[DOCUMENT SECTION start]

Precise generator capturing and how it interacts with a future possibility

chrefr · August 20, 2024, 8:20am

More precise tracking for generators (including async functions) is planned (e.g. Tracking issue for more precise coroutine captures · Issue #69663 · rust-lang/rust · GitHub and more).

However, thanks to a conversation on Stack Overflow, I realized that this feature is at odds with another potential feature, so we need to decide which one we prefer.

An issue that has been brought up several times is that the following code doesn't compile, even though it is completely sound:

use std::rc::Rc;

async fn foo() {}

async fn bar() {
    let rc = Rc::new("hello");
    foo().await;
    &rc;
}

fn require_send<T: Send>(_: T) {}

fn main() {
    require_send(bar());
}

The problem is that Rc, a non Send type, is held across an .await point. However, Rc specifically is not problematic; it is true that it cannot be moved between threads, but only if there is no clones left in the original threads. Async blocks will never leave a clone in the original thread, so they can safely hold a Rc across .await points.

[DOCUMENT SECTION end]

YOUR OBJECTIVE
Could you resume the forum post on precise generator capturing after its last sentence and carry it on from there?

[DATA LINES start]

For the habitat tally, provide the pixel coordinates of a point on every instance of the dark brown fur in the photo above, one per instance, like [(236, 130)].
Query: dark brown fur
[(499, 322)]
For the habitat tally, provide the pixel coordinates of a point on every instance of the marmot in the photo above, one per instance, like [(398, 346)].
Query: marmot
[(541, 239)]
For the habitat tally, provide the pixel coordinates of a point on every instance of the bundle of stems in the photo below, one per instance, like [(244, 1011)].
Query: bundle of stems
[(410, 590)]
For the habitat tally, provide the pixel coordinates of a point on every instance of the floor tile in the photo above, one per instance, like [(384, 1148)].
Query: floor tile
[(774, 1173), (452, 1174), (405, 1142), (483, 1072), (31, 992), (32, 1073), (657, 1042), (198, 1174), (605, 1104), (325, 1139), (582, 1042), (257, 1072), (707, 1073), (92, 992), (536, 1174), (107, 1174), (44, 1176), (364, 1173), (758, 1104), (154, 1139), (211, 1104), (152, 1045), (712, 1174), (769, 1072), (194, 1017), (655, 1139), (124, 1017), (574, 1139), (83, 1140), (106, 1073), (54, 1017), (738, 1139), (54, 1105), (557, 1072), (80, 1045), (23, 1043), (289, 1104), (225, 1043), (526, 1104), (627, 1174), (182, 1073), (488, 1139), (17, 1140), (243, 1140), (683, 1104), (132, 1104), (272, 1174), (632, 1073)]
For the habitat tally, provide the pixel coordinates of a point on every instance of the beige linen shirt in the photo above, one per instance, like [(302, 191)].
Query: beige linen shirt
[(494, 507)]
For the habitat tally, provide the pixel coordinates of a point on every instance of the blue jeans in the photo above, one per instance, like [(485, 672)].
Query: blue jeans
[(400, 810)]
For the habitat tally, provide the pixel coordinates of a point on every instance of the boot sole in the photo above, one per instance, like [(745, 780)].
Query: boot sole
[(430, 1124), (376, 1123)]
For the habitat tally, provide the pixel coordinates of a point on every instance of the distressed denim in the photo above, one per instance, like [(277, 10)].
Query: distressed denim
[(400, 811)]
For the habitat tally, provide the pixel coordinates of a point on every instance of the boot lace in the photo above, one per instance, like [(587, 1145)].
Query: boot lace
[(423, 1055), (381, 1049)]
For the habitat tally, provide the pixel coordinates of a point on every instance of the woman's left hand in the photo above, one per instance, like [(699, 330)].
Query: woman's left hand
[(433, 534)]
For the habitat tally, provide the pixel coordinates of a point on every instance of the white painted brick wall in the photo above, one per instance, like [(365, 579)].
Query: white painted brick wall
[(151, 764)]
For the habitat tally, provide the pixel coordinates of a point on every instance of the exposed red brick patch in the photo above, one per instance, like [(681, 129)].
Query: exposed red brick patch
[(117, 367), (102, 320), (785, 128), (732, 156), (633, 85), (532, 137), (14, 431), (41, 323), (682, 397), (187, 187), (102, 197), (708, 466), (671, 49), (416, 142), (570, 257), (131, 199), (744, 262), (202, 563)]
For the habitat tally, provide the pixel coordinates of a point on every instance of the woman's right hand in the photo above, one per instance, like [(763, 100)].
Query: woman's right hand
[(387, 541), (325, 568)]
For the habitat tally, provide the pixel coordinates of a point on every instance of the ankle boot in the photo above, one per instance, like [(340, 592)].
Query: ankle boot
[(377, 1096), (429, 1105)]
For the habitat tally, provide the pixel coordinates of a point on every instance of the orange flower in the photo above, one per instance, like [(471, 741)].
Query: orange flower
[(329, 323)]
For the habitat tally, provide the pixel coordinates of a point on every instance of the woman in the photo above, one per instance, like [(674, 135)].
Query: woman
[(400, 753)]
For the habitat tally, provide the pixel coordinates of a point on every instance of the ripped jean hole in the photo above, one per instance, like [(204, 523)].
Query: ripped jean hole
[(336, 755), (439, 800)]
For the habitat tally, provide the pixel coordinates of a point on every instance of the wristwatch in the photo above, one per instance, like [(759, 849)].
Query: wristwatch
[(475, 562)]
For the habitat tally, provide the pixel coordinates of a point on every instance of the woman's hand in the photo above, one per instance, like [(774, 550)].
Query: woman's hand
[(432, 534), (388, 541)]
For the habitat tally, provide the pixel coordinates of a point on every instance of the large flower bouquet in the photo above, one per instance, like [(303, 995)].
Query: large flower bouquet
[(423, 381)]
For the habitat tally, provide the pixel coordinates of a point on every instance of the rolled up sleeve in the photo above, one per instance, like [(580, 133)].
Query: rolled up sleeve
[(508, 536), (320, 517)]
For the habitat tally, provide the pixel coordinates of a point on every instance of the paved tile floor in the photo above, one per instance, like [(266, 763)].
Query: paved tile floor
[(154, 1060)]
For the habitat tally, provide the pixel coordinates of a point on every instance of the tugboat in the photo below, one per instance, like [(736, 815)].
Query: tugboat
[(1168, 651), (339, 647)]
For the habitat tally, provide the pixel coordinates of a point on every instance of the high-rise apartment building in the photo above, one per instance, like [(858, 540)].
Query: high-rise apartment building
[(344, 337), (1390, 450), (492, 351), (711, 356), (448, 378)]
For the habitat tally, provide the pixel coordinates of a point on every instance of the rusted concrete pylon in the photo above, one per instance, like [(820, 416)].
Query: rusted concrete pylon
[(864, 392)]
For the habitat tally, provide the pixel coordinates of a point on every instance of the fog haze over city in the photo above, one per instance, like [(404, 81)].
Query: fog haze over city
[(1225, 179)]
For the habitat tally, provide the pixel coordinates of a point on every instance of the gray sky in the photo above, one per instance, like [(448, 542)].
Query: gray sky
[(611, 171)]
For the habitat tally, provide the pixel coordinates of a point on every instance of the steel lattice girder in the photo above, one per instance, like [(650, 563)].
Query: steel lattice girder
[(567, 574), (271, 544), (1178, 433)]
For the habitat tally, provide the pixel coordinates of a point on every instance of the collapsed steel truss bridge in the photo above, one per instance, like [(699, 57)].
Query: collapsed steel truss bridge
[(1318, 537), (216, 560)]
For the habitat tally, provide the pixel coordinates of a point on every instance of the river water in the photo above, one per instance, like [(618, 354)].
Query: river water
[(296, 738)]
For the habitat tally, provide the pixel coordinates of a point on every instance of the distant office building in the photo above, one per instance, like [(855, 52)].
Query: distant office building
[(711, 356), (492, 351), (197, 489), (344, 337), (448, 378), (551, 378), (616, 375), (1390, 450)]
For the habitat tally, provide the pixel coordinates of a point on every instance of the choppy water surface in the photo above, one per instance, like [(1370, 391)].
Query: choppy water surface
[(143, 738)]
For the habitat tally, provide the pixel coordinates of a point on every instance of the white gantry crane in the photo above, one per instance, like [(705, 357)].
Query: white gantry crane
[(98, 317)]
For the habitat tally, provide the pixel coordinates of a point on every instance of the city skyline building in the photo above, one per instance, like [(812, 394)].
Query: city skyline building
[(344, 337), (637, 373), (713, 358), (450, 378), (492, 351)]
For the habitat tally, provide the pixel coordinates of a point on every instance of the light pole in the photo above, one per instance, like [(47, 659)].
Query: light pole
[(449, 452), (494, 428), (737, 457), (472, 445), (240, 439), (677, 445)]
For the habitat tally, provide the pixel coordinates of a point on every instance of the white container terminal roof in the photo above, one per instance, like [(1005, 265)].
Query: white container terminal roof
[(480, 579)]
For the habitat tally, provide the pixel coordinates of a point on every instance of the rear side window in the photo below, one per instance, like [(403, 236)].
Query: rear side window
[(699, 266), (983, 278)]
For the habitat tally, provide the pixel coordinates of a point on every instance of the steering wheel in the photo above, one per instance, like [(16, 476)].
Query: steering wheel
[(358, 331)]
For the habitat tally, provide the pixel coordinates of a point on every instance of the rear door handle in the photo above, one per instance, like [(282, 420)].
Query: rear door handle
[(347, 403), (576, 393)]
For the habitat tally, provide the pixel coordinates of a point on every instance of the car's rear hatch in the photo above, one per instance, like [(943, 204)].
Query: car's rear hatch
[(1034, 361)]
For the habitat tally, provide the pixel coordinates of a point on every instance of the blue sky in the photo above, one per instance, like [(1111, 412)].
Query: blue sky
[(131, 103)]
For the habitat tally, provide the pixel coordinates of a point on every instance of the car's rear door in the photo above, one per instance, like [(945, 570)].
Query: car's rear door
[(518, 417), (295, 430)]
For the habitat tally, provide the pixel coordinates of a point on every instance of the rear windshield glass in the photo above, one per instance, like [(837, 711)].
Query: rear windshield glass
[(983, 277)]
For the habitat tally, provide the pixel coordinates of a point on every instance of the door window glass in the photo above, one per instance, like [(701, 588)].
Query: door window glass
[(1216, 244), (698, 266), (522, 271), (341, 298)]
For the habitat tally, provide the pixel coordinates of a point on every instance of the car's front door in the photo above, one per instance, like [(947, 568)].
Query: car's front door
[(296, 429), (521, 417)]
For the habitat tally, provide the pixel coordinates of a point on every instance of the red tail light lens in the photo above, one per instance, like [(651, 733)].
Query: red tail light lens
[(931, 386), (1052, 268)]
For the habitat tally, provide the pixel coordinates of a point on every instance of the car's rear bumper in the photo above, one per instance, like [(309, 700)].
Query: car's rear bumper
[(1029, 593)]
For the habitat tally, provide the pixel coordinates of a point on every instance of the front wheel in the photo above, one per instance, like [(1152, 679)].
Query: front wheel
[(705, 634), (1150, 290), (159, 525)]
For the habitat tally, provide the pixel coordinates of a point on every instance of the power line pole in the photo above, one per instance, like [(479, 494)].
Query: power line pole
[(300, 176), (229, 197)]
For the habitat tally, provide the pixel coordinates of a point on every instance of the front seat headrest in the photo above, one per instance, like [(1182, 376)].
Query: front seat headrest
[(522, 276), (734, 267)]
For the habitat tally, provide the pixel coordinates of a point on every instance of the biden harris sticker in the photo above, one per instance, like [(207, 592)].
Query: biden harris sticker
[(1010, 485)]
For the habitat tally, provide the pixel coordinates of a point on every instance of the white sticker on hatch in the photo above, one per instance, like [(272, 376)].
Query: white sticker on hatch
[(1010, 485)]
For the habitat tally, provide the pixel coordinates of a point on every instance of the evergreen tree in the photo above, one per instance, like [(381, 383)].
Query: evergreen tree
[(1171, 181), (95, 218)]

[DATA LINES end]

ANSWER TO THE TASK
The suggested fix is to have some another auto trait, let's call it SendNoEscape, that is implemented for Rc, and not implemented for, say, MutexGuard.

All of this is already known, and probably already discussed (whether we really want an additional auto trait, is it worth it etc.). However, an important enlightening that I had due to the abovementioned Stack Overflow discussion, is that the following statement is true:

While values created in async block can safely use SendNoEscape, values captured by async block (including async fn parameters) cannot, as they can leave copies in the caller.

This raises the question: How does the compiler differentiate between the two?

Syntactically, it's very easy. But semantically, a value created in the async block can originate from a value captured by the async block, and the compiler can't tell. So, this leads us to the following understanding:

If any value captured by the async block is !Send, the async block must be !SendNoEscape, even if this value is dropped before the first .await point.

Today, this is always true. The only way to make a value considered dropped early for generator computation is by using blocks, and captured values cannot be enclosed in blocks.

However, with the precise capturing effort, this is no longer true. So if precise capturing is implemented (and stabilized), supporting SendNoEscape will become a breaking change, which means it cannot happen.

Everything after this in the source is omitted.